◆ DOCUMENT SEGMENT
▼▼▼
Plausibility rating: 1 out of 5

Episode 3: The Waldo Moment

Premise: A cartoon bear stands as an MP.

This just couldn’t happen, without major and deeply unlikely changes to UK election law. Possibly the closest literal parallel in the UK was when Hartlepool FC’s mascot H'Angus the Monkey stood for, and was elected, mayor – although the bloke inside, Stuart Drummond, ran under his own name and immediately disassociated himself from the H’Angus brand to become a serious and fairly popular mayor.

There are no other parallels with grotesque politicians who may as well be cartoon characters getting close to high political office. None.

Plausibility rating: 0 out of 5

Christmas special (2015)

Episode: White Christmas

Premise 1: Everyone has a device implanted in their eyes that gives them constant internet access. One application of this is to secretly get live dating/pick-up artistry advice.

As with “The Entire History of You”, there’s nothing particularly unfeasible about the underlying technology here. There’s already an app called Relationup that offers live chat with “relationship advisers” who can help you get through a date; another called Jyst claims to have solved the problem by allowing users to get romantic advice from a community of anonymous users. Or you could, you know, just smile and ask them about themselves.

Plausibility rating: 4 out of 5

Premise 2: Human personalities can be copied into electronic devices. These copies then have their spirits crushed and are forced to become the ultimate personalised version of Siri, running your life to your exact tastes.

The Blue Brain Project research group last year announced they’d modelled a small bit of rat brain as a stepping stone to a full simulation of the human brain, so, we’re getting there.
▲▲▲
◆ REQUIREMENT A
According to the episode plausibility review, which app offers live chat with "relationship advisers" to help people through a date?

◆ DATASET ENTRIES
▼▼▼
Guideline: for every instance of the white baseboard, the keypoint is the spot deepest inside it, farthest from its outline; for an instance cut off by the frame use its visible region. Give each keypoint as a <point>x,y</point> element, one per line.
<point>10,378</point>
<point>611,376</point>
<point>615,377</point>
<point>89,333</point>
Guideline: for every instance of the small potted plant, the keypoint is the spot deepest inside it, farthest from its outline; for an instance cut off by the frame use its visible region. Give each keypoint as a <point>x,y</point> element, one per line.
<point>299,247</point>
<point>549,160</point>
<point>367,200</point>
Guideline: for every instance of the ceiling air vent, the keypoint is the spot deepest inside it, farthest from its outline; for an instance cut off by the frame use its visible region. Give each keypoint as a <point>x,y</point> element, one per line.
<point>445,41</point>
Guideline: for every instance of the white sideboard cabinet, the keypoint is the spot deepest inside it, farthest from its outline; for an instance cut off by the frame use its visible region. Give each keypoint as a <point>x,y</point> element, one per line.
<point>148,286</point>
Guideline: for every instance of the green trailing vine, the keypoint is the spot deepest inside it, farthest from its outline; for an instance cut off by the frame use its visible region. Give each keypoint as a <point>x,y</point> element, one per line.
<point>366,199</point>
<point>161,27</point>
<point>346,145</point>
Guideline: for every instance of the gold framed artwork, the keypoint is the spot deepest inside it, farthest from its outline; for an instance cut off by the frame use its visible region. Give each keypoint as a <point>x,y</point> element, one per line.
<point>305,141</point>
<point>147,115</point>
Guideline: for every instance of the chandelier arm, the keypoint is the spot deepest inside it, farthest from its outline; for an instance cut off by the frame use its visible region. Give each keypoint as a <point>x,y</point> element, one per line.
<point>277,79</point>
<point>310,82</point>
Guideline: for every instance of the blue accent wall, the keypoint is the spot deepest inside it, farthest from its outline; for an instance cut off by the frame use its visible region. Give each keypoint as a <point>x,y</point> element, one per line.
▲▲▲
◆ REQUIREMENT B
Which JSON list of strings, one string per line with blank lines omitted, represents the stretch of entries from the line containing "Guideline: for every instance of the green" through the line containing "<point>147,115</point>"? Include only those lines.

◆ WRITTEN RESPONSE A
Relationup

◆ WRITTEN RESPONSE B
[
  "Guideline: for every instance of the green trailing vine, the keypoint is the spot deepest inside it, farthest from its outline; for an instance cut off by the frame use its visible region. Give each keypoint as a <point>x,y</point> element, one per line.",
  "<point>366,199</point>",
  "<point>161,27</point>",
  "<point>346,145</point>",
  "Guideline: for every instance of the gold framed artwork, the keypoint is the spot deepest inside it, farthest from its outline; for an instance cut off by the frame use its visible region. Give each keypoint as a <point>x,y</point> element, one per line.",
  "<point>305,141</point>",
  "<point>147,115</point>"
]